Provided records

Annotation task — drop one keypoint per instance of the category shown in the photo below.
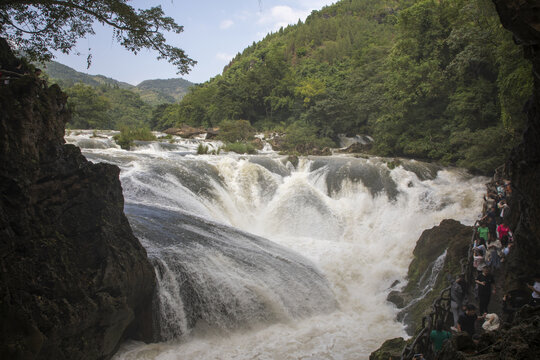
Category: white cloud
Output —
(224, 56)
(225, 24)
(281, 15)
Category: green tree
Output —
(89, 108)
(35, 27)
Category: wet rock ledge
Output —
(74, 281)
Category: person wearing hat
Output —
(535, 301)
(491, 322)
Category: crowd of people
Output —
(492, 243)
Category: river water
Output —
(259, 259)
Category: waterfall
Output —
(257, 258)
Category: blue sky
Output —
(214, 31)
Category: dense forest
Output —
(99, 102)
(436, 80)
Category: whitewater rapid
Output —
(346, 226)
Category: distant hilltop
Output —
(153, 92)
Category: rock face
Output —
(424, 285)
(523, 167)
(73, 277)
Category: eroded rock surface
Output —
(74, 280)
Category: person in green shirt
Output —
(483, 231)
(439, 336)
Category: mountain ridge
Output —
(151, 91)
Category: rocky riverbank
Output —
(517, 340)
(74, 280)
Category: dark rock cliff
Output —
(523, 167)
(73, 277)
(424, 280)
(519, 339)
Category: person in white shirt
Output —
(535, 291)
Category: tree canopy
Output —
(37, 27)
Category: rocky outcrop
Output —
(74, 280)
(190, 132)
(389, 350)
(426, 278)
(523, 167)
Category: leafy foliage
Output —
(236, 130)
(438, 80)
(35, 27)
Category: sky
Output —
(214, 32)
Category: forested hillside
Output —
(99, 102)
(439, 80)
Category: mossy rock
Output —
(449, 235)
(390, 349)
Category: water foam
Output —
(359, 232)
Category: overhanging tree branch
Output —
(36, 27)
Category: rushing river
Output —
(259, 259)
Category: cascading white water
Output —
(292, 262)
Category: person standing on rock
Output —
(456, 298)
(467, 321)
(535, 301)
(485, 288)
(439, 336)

Task
Count the lines of the material that contain the word "rocky" and state the resulting number without further remark.

Task answer
2